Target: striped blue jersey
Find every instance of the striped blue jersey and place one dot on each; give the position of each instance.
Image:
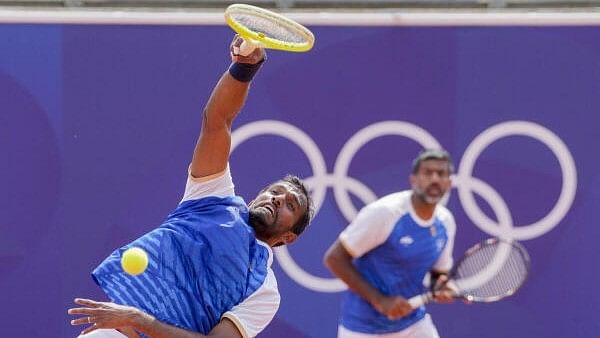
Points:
(204, 264)
(394, 250)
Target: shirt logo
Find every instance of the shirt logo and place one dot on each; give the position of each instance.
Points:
(406, 240)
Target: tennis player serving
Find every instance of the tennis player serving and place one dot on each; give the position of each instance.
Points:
(209, 271)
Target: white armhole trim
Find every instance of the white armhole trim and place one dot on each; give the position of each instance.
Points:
(219, 184)
(254, 314)
(373, 225)
(445, 262)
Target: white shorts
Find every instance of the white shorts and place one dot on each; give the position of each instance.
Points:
(424, 328)
(104, 333)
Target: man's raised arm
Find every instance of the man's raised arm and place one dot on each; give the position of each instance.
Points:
(227, 99)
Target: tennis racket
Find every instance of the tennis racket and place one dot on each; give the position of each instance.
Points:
(263, 28)
(489, 271)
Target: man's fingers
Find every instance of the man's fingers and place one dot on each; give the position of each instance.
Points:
(81, 321)
(89, 329)
(86, 302)
(82, 311)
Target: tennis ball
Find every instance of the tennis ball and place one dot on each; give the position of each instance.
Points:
(134, 261)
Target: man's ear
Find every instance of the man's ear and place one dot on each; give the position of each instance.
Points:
(289, 237)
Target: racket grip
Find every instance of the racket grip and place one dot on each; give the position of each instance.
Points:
(247, 47)
(419, 300)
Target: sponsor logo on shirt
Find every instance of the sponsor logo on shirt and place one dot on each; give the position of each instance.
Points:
(406, 240)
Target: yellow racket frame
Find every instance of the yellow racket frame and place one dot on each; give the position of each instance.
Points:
(258, 38)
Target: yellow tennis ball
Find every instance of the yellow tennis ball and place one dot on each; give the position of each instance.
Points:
(134, 261)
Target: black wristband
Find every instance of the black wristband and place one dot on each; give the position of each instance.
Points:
(244, 72)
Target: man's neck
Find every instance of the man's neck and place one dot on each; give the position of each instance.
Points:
(423, 209)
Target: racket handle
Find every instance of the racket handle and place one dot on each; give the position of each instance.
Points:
(247, 47)
(420, 300)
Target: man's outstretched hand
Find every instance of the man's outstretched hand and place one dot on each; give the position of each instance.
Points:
(255, 57)
(104, 315)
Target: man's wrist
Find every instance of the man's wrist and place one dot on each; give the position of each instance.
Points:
(244, 72)
(142, 321)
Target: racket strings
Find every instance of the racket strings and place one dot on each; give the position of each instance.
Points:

====

Task item: Output the data exactly, pictures omitted.

Exercise solution:
Target: striped blue jersey
Find every instance of the striped blue jersey and place one dot on each; give the position of each instance.
Image:
Points:
(204, 264)
(394, 250)
Target: shirt logo
Find every instance of the shirt logo and place one dot on each; give the position of each instance.
Points:
(406, 240)
Target: tennis player serving
Find every instance of the tennis player serving and place one dot on each; give the position of each instance.
Points:
(209, 271)
Target: white armhole trim
Find every instance of the white armhole trim and place one dot on each; give the position of each instance.
Points:
(219, 184)
(254, 314)
(373, 225)
(445, 262)
Target: white shorts
Find every instance of the white shorts and place one dot on each; give the position of each instance.
Points:
(424, 328)
(104, 333)
Target: man's raised arm
Find every instance of the man's raised arm and place one dot on each; give the position of each instance.
Points:
(227, 99)
Target: tennis racket
Find every instance of the tennis racket and place one dot on each; give the position of each instance.
Points:
(263, 28)
(489, 271)
Target: man's fingers
Find every instance of the man's fingers and place one dot on each; give the position of each instance.
Points:
(81, 321)
(89, 329)
(86, 302)
(82, 311)
Target: tennis ball
Find every instance of the tennis ball and place one dot on each; give the position of each instance.
Points:
(134, 261)
Target: man's ear
Find every instance of the man's ear and place one dot on each; give the position of each instance.
Points:
(289, 237)
Target: racket grip
Find every instance of the racket grip and place one dot on each; give the position of each instance.
Points:
(247, 47)
(419, 300)
Target: sponsor logo on shirt
Find every instance of the sponsor logo on shirt and place one dot on each; give the position of each instance.
Points:
(406, 240)
Target: yellow racket frame
Find every instance of the yellow racket frame and place one dot on each; give the position of each instance.
Points:
(258, 38)
Target: yellow tennis ball
Find every instance of the yellow tennis ball and place one dot on each; give the position of each instance.
Points:
(134, 261)
Target: black wristband
Find every instance of the black wristband and place one dot on each; give the position of each instance.
Points:
(244, 72)
Target: man's neck
Find every instance of the man's neck and place one dot on each; give the position of each instance.
Points:
(423, 209)
Target: racket handle
Find every instance of the racket handle and place one dot on each; give the position of each instance.
Points:
(247, 47)
(420, 300)
Target: man's outstretched hand
Find every instance of the man's outstretched hand and place one dot on each; give the position of each instance.
Points:
(255, 57)
(104, 315)
Target: man's wrist
Find every instance of the man's wrist and place one dot on each; give the position of each instance.
Points:
(244, 72)
(142, 321)
Target: racket strings
Find every instance of the racket strings and place one dot on each; give the position of each instance.
Points:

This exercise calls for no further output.